* [Quoted passage]
▬▬▬
Longest increasing subsequence

37,956

Solution 1

I just stumbled in this problem, and came up with this Python 3 implementation:

def subsequence(seq):
    if not seq:
        return seq

    M = [None] * len(seq)    # offset by 1 (j -> j-1)
    P = [None] * len(seq)

    # Since we have at least one element in our list, we can start by 
    # knowing that the there's at least an increasing subsequence of length one:
    # the first element.
    L = 1
    M[0] = 0

    # Looping over the sequence starting from the second element
    for i in range(1, len(seq)):
        # Binary search: we want the largest j <= L
        #  such that seq[M[j]] < seq[i] (default j = 0),
        #  hence we want the lower bound at the end of the search process.
        lower = 0
        upper = L

        # Since the binary search will not look at the upper bound value,
        # we'll have to check that manually
        if seq[M[upper-1]] < seq[i]:
            j = upper

        else:
            # actual binary search loop
            while upper - lower > 1:
                mid = (upper + lower) // 2
                if seq[M[mid-1]] < seq[i]:
                    lower = mid
                else:
                    upper = mid

            j = lower    # this will also set the default value to 0

        P[i] = M[j-1]

        if j == L or seq[i] < seq[M[j]]:
            M[j] = i
            L = max(L, j+1)

    # Building the result: [seq[M[L-1]], seq[P[M[L-1]]], seq[P[P[M[L-1]]]], ...]
    result = []
    pos = M[L-1]
    for _ in range(L):
        result.append(seq[pos])
▬▬▬
* [Excerpted data]
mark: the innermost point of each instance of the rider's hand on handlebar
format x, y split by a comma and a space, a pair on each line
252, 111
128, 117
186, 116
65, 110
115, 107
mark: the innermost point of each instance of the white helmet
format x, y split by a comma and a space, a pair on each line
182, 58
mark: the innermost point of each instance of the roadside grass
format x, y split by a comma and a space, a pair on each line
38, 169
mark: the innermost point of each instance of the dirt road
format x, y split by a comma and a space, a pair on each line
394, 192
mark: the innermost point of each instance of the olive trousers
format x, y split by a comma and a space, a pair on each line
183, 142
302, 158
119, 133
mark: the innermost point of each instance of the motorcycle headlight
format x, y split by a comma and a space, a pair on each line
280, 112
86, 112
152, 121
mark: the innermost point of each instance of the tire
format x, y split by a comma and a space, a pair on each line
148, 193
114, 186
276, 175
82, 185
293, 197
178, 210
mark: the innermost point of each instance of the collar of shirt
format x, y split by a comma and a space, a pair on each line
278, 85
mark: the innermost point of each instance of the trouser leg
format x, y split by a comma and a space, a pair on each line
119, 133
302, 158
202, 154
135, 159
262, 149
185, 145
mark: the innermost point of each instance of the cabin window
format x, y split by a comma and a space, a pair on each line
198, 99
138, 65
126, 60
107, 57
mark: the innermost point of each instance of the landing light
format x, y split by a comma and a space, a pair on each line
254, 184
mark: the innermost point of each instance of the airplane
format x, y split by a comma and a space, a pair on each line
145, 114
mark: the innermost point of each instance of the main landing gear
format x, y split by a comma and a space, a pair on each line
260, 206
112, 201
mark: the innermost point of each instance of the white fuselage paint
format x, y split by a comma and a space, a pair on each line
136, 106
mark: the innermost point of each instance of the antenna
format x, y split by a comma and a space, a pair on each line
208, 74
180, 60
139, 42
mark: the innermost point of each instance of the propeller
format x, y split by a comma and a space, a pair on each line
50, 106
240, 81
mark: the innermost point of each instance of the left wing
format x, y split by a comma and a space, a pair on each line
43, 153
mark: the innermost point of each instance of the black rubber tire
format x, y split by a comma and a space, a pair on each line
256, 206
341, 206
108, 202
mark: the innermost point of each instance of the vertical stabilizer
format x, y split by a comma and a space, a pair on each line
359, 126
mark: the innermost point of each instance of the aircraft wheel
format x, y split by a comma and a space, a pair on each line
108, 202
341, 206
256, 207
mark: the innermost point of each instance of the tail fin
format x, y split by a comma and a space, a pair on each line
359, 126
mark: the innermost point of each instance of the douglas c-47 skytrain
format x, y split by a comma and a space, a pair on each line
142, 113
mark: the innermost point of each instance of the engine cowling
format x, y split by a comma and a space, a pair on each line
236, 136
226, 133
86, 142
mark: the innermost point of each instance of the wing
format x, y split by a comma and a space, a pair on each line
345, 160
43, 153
▬▬▬
Continue the longest increasing subsequence post from the point where it stops.

        pos = P[pos]

    return result[::-1]    # reversing

Since it took me some time to understand how the algorithm works I was a little verbose with comments, and I'll also add a quick explanation:

  • seq is the input sequence.
  • L is a number: it gets updated while looping over the sequence and it marks the length of longest incresing subsequence found up to that moment.
  • M is a list. M[j-1] will point to an index of seq that holds the smallest value that could be used (at the end) to build an increasing subsequence of length j.
  • P is a list. P[i] will point to M[j], where i is the index of seq. In a few words, it tells which is the previous element of the subsequence. P is used to build the result at the end.

How the algorithm works:

  1. Handle the special case of an empty sequence.
  2. Start with a subsequence of 1 element.
  3. Loop over the input sequence with index i.
  4. With a binary search find the j that let seq[M[j] be < than seq[i].
  5. Update P, M and L.
  6. Traceback the result and return it reversed.

Note: The only differences with the wikipedia algorithm are the offset of 1 in the M list, and that X is here called seq. I also test it with a slightly improved unit test version of the one showed in Eric Gustavson answer and it passed all tests.


Example:

seq = [30, 10, 20, 50, 40, 80, 60]

       0    1   2   3   4   5   6   <-- indexes

At the end we'll have:

M = [1, 2, 4, 6, None, None, None]
P = [None, None, 1, 2, 2, 4, 4]
result = [10, 20, 40, 60]

As you'll see P is pretty straightforward. We have to look at it from the end, so it tells that before 60 there's 40,before 80 there's 40, before 40 there's 20, before 50 there's 20 and before 20 there's 10, stop.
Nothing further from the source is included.